**BLOC DE TEXTE**.
A la lecture du rapport d’expertise, il apparaît, que les soupçons, qui pèsent sur le pharmacien, se dissipent.
Après ces premières recherches, l’enquête se poursuit, le juge Sallèles auditionne les temoins, le Dr. Landeau de Port St. Marie, qui à donné les premiers soins à Colin Valmont, puis le Dr. Champmas et Célestin Jean Colin, le père.
Du 16 au 28 avril, les experts examinent les substances chimiques saisies. Les conclusions de leur rapport sont favorables au pharmacien, aucune trace de poison dans les remèdes examinés.
Le 28 avril a lieu l’audition d’Antoine Bazignan par le juge d’instruction, qui lui reproche deux infractions : la non tenue sous clé des substances vénéneuses et l’absence d’un registre spécial côté et paraphé pour la sortie de ces substances.
Le juge d’instruction décide par une ordonnance du 29 mai, vu le réquisitoire de Procureur, qu’il n’y a pas lieu de poursuivre l’accusation pour homicide ou imprudence, mais traduit Antoine Bazignan devant le tribunal correctionnel pour fautes professionnelles.
Audience du Tribunal Correctionnelle le 7 juin 1862 sous la présidence du juge Monthus.
Le procureur déclare Antoine Bazignan coupable d’infraction aux lois sur les substances vénéneuses.
Maître Brettes, avocat du prévenu, demande le bénéfice des circonstances atténuantes.
Les juges acceptent les circonstances atténuantes, Antoine Bazignan est condamné à cinq francs d’amende pour chaque contravention (deux) ainsi qu’aux frais de procédure, qui s’élèvent à neuf francs trente cinq.
Antoien Bazignan est donc reconnu innocent, mais il accepte mal d’avoir été soupçonné.
Le 27 juin, il demande réparation devant la justice. Il reproche au Dr. Champmas d’avoir porté de graves accusations, d’avoir malgré l’autopsie, continué d’affirmer l’empoisonnement. Il reproche au Dr. Champmas de ne pas avoir pu desceller la vrai cause du décès de Colin. En plus, il accuse Champmas d’avoir colporté et soutenu la thèse de empoisonnement, afin de provoquer la fermeture da la pharmacie pour pouvoir délivrer lui-même des médicaments comme médecin-pharmacien.

**DOCUMENTS FOURNIS**.
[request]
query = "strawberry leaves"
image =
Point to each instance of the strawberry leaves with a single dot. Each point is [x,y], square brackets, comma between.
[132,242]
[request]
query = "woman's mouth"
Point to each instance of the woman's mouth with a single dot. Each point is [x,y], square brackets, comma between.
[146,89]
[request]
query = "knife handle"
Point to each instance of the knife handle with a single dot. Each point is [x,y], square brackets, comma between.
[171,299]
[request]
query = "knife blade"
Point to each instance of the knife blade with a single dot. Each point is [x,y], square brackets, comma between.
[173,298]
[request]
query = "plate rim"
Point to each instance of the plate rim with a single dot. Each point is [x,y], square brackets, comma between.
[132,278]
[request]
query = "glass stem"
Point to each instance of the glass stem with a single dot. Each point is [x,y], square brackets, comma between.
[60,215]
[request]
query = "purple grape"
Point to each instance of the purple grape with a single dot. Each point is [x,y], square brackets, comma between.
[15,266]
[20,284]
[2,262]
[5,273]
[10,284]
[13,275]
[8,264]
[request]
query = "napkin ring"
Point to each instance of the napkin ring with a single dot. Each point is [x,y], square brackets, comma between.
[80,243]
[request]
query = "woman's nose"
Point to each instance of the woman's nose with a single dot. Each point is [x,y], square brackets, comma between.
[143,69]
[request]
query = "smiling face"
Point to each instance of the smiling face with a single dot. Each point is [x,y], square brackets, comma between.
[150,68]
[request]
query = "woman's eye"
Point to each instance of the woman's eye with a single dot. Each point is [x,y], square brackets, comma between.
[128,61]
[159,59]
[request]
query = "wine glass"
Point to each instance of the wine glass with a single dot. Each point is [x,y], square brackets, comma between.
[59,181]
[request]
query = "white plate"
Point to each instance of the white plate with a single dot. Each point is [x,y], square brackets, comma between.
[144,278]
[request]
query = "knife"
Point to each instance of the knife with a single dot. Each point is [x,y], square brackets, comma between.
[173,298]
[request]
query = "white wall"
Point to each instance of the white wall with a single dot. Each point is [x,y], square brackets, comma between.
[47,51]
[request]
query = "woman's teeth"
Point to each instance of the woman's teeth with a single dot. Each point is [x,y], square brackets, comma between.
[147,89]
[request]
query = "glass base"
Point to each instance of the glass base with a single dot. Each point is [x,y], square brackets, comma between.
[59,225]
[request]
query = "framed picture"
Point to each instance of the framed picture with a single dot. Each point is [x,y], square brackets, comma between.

**QUESTIONS À TRAITER**.
a - D'après le texte sur l'affaire du pharmacien Antoine Bazignan, pour quelle raison celui-ci accuse-t-il le Dr. Champmas d'avoir colporté et soutenu la thèse de l'empoisonnement ? Répondez en une à trois phrases.
b - Dans le texte sur l'affaire du pharmacien, reprenez le passage commençant par "Audience du Tribunal" et se terminant par "les substances vénéneuses.", en remplaçant "Audience" par "Séance".

**PARTIE RÉPONSES**.
a - Selon Antoine Bazignan, le Dr. Champmas aurait soutenu la thèse de l'empoisonnement pour provoquer la fermeture de la pharmacie. Il aurait ainsi pu délivrer lui-même des médicaments en tant que médecin-pharmacien.

b -
Séance du Tribunal Correctionnelle le 7 juin 1862 sous la présidence du juge Monthus.
Le procureur déclare Antoine Bazignan coupable d’infraction aux lois sur les substances vénéneuses.